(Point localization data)
-*-
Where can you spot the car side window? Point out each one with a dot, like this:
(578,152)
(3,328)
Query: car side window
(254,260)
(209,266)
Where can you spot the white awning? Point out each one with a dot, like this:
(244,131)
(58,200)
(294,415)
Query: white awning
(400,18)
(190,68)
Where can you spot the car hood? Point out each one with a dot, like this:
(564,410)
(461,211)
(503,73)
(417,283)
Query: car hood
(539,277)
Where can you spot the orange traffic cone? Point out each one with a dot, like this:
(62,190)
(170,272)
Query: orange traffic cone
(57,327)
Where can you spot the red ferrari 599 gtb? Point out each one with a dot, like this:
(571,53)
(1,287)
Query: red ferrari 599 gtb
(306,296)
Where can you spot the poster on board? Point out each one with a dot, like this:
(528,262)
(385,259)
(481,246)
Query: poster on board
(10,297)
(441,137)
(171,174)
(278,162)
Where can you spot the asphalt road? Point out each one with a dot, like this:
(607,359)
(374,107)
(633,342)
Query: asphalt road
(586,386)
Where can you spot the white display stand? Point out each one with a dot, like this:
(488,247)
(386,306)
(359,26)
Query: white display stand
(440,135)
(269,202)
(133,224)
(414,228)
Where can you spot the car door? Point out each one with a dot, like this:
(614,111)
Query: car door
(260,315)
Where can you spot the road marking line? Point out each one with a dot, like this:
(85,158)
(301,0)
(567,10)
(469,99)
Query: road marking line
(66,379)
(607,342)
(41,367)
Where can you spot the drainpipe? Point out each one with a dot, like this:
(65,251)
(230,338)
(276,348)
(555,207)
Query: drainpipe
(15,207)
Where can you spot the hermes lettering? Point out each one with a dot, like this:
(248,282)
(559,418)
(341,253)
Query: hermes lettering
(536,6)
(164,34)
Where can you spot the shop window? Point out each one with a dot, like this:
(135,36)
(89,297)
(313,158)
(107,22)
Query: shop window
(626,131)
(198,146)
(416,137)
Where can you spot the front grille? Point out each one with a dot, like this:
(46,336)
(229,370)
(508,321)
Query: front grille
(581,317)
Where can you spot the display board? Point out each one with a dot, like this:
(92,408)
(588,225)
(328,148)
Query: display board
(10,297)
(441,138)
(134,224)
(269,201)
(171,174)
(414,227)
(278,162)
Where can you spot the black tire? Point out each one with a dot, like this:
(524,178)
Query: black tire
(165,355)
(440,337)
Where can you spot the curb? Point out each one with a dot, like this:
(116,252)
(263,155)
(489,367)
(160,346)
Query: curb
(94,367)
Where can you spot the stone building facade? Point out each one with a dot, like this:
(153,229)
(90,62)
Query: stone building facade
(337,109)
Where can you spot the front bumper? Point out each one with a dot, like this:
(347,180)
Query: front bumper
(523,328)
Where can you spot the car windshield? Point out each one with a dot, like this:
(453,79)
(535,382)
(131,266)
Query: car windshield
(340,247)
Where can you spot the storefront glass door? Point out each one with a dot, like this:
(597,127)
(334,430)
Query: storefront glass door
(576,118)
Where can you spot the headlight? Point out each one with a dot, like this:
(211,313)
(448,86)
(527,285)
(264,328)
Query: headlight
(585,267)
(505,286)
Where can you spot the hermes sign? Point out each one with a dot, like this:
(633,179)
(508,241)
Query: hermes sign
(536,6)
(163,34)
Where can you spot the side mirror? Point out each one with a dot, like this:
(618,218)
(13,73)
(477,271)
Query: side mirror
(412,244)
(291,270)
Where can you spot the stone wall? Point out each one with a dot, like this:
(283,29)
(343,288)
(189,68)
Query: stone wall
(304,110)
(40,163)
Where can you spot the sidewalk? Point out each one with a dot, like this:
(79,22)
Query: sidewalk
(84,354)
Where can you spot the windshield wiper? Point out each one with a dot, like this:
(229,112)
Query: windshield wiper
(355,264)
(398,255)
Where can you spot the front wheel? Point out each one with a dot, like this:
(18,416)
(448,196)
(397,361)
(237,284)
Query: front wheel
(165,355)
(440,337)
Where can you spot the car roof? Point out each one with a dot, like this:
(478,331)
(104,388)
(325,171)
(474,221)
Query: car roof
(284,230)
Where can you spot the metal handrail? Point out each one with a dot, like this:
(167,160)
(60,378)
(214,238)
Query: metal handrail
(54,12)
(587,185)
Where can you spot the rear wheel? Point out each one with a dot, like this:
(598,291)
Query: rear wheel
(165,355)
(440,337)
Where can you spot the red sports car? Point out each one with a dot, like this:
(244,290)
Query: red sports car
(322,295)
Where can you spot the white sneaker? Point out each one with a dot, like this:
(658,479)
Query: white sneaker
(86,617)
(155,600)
-*-
→ **WORK INSTRUCTIONS**:
Every single entry above has to be copied exactly.

→ **RESULT OF THE TASK**:
Where can you spot the car side window? Point out each one with a dot, like this:
(578,152)
(3,328)
Query: car side window
(254,260)
(209,266)
Where can you spot the white awning? Point out each one with a dot, like this:
(244,131)
(58,200)
(294,415)
Query: white awning
(400,18)
(190,68)
Where can you spot the car hood? Point out each one with a dot, like this:
(564,410)
(461,211)
(503,73)
(417,283)
Query: car hood
(539,277)
Where can you spot the orange traffic cone? Point out each one with a dot, like this:
(62,190)
(170,272)
Query: orange traffic cone
(57,327)
Where can you spot the red ferrari 599 gtb? Point out each one with a dot, like this:
(571,53)
(1,287)
Query: red ferrari 599 gtb
(306,296)
Where can you spot the poster on board? Point out each one with a dot, like this:
(528,262)
(385,259)
(481,246)
Query: poster on board
(10,297)
(441,137)
(171,174)
(278,162)
Where can you spot the asphalt road? Point out each one with a dot, like this:
(607,359)
(374,107)
(633,342)
Query: asphalt road
(586,386)
Where can you spot the white display stand? Point out each one with a dot, like this:
(488,247)
(386,306)
(359,26)
Query: white display stand
(440,135)
(269,202)
(133,224)
(414,228)
Where can you spot the car door? Point out each one with a dot, like this:
(614,111)
Query: car door
(260,315)
Where can you spot the road marking line? Point out each one with a dot, like this:
(85,158)
(301,0)
(567,10)
(469,99)
Query: road marking line
(66,379)
(607,342)
(41,367)
Where can you spot the drainpipe? Point out each one with a dot, like this:
(65,251)
(230,338)
(276,348)
(555,207)
Query: drainpipe
(15,207)
Where can you spot the hermes lettering? Point out each one with a dot, like this:
(248,282)
(559,418)
(341,253)
Query: hermes lettering
(536,6)
(164,34)
Where can you spot the shop window? Point out each one with a dot, like this:
(135,36)
(89,297)
(313,158)
(107,22)
Query: shop window
(626,131)
(198,146)
(416,137)
Where can you spot the front grille? Point out each one with a dot, like this:
(46,336)
(229,370)
(508,321)
Query: front grille
(581,317)
Where can you spot the display board? Point out each one with a dot, like this:
(92,408)
(588,225)
(328,148)
Query: display board
(10,297)
(441,138)
(134,224)
(269,201)
(171,174)
(414,227)
(278,162)
Where can you spot the black tire? Point out each one with a dot, like this:
(524,178)
Query: black tire
(165,355)
(440,337)
Where can you spot the curb? Point out each one with a dot, like this:
(116,252)
(263,155)
(489,367)
(160,346)
Query: curb
(94,367)
Where can you spot the stone building facade? Point out each one with a dot, like this:
(153,229)
(90,62)
Query: stone building facade
(337,109)
Where can you spot the front bumper? Point out each one with a dot, like this:
(347,180)
Query: front bumper
(523,328)
Where can you spot the car windshield? Point out each one with a dot, like this:
(453,79)
(535,382)
(131,266)
Query: car windshield
(340,247)
Where can you spot the storefront glass door? Point out each one with a dot, like this:
(597,127)
(334,430)
Query: storefront glass door
(576,118)
Where can you spot the headlight? Point out each one with a dot, like this:
(211,313)
(448,86)
(527,285)
(264,328)
Query: headlight
(585,267)
(505,286)
Where can you spot the hermes sign? Point out each one with a dot, like this:
(633,179)
(508,241)
Query: hermes sign
(536,6)
(163,34)
Where can you spot the side mirror? Point out each one with a dot, like this:
(618,218)
(13,73)
(477,271)
Query: side mirror
(412,244)
(291,270)
Where can you spot the stone wall? Point out each one with a dot, like this:
(283,29)
(343,288)
(189,68)
Query: stone wall
(304,110)
(40,163)
Where can you spot the sidewalk? Point out each one with a dot, like this:
(79,22)
Query: sidewalk
(84,354)
Where can you spot the windshield wiper? Point out each one with a dot, like this:
(229,112)
Query: windshield wiper
(355,264)
(398,255)
Where can you spot the front wheel? Point out each one with a dot, like this:
(18,416)
(448,196)
(397,361)
(237,284)
Query: front wheel
(165,355)
(440,337)
Where can you spot the car roof? Point out each one with a dot, like this:
(478,331)
(104,388)
(325,171)
(474,221)
Query: car roof
(284,230)
Where can you spot the metal handrail? Point out each one with a dot, like this:
(167,160)
(60,378)
(214,238)
Query: metal handrail
(54,12)
(587,185)
Where can you spot the rear wheel? Point out each one with a dot, like this:
(598,291)
Query: rear wheel
(165,355)
(440,337)
Where can you spot the red sports car? Point out each one with a dot, like this:
(244,290)
Query: red sports car
(322,295)
Where can you spot the white sneaker? Point out each one with a dot, like this:
(658,479)
Query: white sneaker
(86,617)
(155,600)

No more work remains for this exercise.